**Reading passage:**

# ESFJ transformed into an INTJ



## Nessa (Sep 21, 2009)

Does a transformation in personality happen a lot?? I need some serious advice here! I noticed I wasn't being myself and took the MBTI test again and tested as an INFJ and I can totally relate to this type now, as before I could never see myself as anything other then an ESFJ... Any thoughts? Similar story's? Or simply insight on this change?


----------



## Einstein (Aug 10, 2011)

Change to INTJ or INFJ?


----------



## Fizz (Nov 13, 2010)

It doesn't happen at all. Your type DOESN'T change, you just answer questions differently and get a different answer


----------



## JungyesMBTIno (Jul 22, 2011)

Yup, Fizz is right. Also, what you're probably seeing is a "persona" change, not a personality change (you're attributing behavioral stereotypes to the types for some reason, so when your behavior and outlook suddenly changes, you think this is a personality change, when, in fact, you just adapted your persona (the behavioral mask people show the outside world).

My advice to you is this: Absolutely do not type your behaviors or think of stereotypes, focus first on the letters of the type code, but if the crappy P/J labels trip you up, look into the cognitive functions to figure out which one you lead with, or at least focus on a type description that is similar to the one that you suspect you are.

**What this task involves:** Rewrite the paragraph that begins "My advice to you is this" in the forum thread on changing personality type as a short list that keeps its main points.

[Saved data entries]
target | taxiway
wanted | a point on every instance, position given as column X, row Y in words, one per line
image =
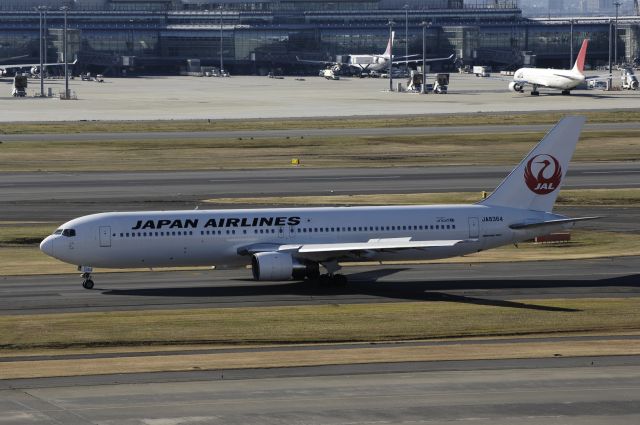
column 482, row 283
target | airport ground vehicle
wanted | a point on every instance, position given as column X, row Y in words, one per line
column 20, row 83
column 481, row 71
column 629, row 79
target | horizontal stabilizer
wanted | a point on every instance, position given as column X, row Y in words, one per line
column 550, row 223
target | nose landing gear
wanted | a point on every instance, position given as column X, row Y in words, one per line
column 87, row 283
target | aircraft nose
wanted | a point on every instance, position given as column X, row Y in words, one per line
column 46, row 246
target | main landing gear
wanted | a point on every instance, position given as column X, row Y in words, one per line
column 331, row 278
column 87, row 283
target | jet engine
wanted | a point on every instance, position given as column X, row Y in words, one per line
column 515, row 87
column 275, row 266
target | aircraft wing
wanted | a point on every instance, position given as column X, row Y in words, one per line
column 326, row 63
column 319, row 252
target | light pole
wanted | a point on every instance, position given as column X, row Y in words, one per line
column 221, row 65
column 390, row 24
column 571, row 46
column 40, row 11
column 615, row 34
column 406, row 37
column 424, row 25
column 44, row 35
column 610, row 80
column 64, row 50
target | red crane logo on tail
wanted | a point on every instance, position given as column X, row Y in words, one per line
column 543, row 174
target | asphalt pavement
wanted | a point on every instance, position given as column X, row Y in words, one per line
column 569, row 391
column 307, row 132
column 481, row 283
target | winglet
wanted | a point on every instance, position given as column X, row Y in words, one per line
column 579, row 66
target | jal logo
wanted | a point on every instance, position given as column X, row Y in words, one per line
column 543, row 174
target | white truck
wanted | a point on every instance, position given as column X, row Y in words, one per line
column 629, row 79
column 481, row 71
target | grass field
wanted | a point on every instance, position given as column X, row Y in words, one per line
column 273, row 152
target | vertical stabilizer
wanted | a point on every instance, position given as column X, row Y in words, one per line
column 535, row 183
column 387, row 52
column 579, row 66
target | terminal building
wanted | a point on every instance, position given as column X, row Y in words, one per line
column 260, row 36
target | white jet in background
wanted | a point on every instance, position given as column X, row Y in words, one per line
column 293, row 243
column 366, row 63
column 559, row 79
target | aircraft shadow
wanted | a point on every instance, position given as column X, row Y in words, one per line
column 366, row 284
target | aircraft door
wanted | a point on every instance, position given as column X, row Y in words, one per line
column 105, row 236
column 474, row 230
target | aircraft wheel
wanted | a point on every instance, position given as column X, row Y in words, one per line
column 340, row 280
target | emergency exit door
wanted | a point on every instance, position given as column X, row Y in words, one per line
column 473, row 228
column 105, row 236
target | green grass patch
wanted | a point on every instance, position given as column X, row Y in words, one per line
column 277, row 152
column 614, row 116
column 439, row 318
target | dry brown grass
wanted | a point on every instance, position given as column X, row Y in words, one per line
column 612, row 116
column 379, row 354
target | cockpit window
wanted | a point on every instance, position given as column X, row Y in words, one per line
column 69, row 232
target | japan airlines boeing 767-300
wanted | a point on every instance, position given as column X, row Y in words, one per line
column 293, row 243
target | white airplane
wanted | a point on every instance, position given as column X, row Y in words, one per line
column 293, row 243
column 33, row 67
column 373, row 62
column 560, row 79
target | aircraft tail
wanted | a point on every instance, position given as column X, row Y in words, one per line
column 535, row 183
column 387, row 53
column 579, row 65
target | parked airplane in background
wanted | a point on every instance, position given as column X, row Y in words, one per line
column 292, row 243
column 373, row 62
column 34, row 68
column 560, row 79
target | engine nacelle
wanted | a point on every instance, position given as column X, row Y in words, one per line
column 515, row 87
column 276, row 266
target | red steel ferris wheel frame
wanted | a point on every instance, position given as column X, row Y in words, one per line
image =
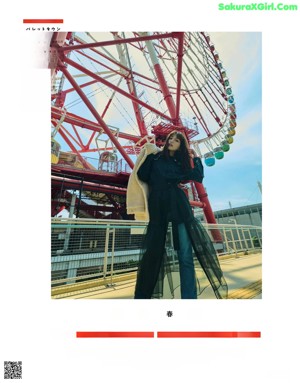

**The solution:**
- Don't type your behaviors or rely on stereotypes.
- Focus first on the letters of the type code.
- If the P/J labels confuse you, study the cognitive functions to find which one you lead with.
- Failing that, focus on a type description close to the type you suspect you are.